> _PETUNJUK PENGERJAAN_
Tuliskan ulang paragraf teks halaman yang diawali "Hierarki struktural tidak bisa dijadikan patokan" dalam bentuk daftar poin yang lebih ringkas dengan tetap memuat fakta-fakta utamanya.

> _TEKS HALAMAN_
Hierarki struktural tidak bisa dijadikan patokan karena DI/NII telah mengalami pergantian kulit atau tercerai-berai akibat konflik saudara yang melahirkan kelompok-kelompok sempalan yang masing-masing berdikari. Misalnya, Komando Jihad, Majelis Khilafatul Muslimin, Lembaga Kerasulan, dan nama-nama lain hingga Jamaah Islamiyah (JI) yang dibangun Abdullah Sungkar setelah menyatakan keluar dari NII dan mengubah Metode Perjuangan NII dengan Metode Perjuangan Jamaah Islamiyah Mesir pimpinan Syekh Umar Abdurrahman. JI secara organisasi sudah talak tiga dari DI, namun pengaruh ideologi tak bisa dimungkiri.

Saya tak ingin menggunakan DI/NII itu sebagai stigmatisasi ataupun menafikan banyaknya mantan tokoh dan keturunan organisasi tersebut yang tidak ada kaitannya lagi dengan aksi-aksi teror saat ini. Saya hanya ingin menekankan satu hal bahwa generasi terorisme lokal sangat berpotensi menjelma terorisme global. Organisasi lokal adalah cikal-bakal dari organisasi global.

Karena itu, warisan ideologi dan dendam kesumat dari generasi itu harus dipotong secara tuntas sembari melakukan antisipasi terhadap munculnya organisasi-organisasi teror lokal baru di Indonesia. Karena terbawa arus melawan terorisme global, sebagian masyarakat dan aparat pemerintah justru lengah terhadap kemunculan organisasi-organisasi teror lokal baru yang dengan leluasa melakukan kekerasan, perusakan, dan penyerangan terhadap kelompok-kelompok dalam masyarakat yang dianggap berbeda pandangan.

Bila cerita DI/NII dan segala turunannya tersebut tak ingin terulang lagi; organisasi-organisasi lokal yang bisa dimanfaatkan jaringan global sehingga terjadi aksi-aksi kekerasan seperti yang kita saksikan saat ini, diperlukan ketegasan aparat pemerintah untuk menindak kelompok-kelompok teror lokal baru itu. (mohamad guntur romli).

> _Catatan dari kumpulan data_
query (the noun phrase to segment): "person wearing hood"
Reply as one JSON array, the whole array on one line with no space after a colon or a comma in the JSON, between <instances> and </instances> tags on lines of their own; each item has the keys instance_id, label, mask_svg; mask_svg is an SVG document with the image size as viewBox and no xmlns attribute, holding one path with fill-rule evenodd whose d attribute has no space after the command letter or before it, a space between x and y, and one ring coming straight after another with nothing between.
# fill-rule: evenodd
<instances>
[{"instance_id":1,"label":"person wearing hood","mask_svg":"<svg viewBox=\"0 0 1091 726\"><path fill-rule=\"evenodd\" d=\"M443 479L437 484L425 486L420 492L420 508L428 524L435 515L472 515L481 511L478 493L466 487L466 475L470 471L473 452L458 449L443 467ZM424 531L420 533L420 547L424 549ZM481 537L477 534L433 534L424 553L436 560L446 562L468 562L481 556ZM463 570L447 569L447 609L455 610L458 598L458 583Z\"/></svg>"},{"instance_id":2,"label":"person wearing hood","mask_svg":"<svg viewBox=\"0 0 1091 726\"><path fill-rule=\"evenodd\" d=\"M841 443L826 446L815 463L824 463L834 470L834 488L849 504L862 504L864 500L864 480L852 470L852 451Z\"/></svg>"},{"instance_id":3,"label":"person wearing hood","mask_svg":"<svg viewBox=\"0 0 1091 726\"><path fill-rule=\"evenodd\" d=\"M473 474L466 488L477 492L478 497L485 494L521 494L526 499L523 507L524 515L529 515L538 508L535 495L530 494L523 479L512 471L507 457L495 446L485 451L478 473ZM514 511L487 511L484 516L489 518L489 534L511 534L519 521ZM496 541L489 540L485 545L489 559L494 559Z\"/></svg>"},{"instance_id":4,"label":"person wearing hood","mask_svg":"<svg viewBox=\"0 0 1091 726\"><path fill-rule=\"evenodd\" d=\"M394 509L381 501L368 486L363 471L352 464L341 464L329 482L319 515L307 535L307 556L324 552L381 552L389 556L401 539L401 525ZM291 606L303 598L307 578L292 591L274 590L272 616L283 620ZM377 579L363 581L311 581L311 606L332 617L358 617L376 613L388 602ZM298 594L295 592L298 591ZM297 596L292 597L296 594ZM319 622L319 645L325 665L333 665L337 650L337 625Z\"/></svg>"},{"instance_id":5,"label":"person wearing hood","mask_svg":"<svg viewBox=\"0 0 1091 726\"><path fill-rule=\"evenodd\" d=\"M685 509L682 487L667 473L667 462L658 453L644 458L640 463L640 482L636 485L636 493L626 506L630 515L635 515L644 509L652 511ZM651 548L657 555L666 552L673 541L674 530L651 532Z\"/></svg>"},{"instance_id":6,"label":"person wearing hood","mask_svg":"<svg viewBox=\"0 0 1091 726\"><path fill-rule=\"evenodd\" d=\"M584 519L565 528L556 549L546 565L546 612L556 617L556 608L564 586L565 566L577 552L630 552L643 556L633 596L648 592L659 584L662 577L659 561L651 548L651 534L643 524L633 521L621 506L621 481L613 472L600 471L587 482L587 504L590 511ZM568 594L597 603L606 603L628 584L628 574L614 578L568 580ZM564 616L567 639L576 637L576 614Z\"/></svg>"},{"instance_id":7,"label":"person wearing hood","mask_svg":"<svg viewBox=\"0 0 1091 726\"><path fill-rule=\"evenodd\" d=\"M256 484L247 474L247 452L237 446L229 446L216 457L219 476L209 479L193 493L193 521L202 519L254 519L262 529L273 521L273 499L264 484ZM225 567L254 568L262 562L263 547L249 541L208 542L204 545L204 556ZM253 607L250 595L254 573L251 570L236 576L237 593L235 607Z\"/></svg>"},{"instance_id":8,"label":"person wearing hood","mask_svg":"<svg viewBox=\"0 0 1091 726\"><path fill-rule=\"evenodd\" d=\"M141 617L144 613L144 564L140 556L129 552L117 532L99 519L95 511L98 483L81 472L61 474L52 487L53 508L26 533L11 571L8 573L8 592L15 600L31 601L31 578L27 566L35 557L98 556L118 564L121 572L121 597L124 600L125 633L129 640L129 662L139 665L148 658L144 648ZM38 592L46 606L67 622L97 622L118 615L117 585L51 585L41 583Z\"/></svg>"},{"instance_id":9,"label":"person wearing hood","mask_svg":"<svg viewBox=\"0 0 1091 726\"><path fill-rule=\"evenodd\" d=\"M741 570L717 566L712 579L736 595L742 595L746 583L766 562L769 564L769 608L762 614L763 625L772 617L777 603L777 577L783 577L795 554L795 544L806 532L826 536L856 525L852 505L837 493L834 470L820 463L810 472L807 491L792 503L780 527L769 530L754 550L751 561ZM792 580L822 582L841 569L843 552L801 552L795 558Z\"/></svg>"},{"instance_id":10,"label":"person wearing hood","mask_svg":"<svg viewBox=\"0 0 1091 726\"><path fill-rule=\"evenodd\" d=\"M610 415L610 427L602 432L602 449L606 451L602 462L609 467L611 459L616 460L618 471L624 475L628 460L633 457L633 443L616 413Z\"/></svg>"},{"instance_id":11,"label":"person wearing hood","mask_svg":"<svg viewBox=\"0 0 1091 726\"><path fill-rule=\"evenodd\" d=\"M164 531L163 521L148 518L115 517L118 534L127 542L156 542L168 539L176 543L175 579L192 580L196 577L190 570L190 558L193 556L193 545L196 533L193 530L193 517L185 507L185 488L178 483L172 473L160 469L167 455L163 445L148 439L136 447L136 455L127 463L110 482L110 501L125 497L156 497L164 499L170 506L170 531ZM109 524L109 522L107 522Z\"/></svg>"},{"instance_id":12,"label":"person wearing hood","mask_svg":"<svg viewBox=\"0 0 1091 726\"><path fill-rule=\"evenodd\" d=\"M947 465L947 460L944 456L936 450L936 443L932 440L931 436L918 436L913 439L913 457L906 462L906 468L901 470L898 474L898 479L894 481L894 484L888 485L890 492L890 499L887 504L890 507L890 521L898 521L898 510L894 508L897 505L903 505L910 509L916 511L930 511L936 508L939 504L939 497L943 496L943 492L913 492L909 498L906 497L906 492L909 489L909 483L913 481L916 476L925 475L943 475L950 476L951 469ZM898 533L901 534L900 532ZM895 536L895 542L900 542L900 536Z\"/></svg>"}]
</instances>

> _JAWABAN LATIHAN_
- Hierarki struktural tidak bisa dijadikan patokan karena DI/NII telah berganti kulit atau tercerai-berai akibat konflik saudara.
- Konflik itu melahirkan kelompok-kelompok sempalan yang berdiri sendiri, misalnya Komando Jihad, Majelis Khilafatul Muslimin, Lembaga Kerasulan, hingga Jamaah Islamiyah (JI).
- JI dibangun Abdullah Sungkar setelah keluar dari NII. Ia mengganti Metode Perjuangan NII dengan Metode Perjuangan Jamaah Islamiyah Mesir pimpinan Syekh Umar Abdurrahman.
- Secara organisasi, JI sudah putus total dari DI, tetapi pengaruh ideologinya tidak bisa dimungkiri.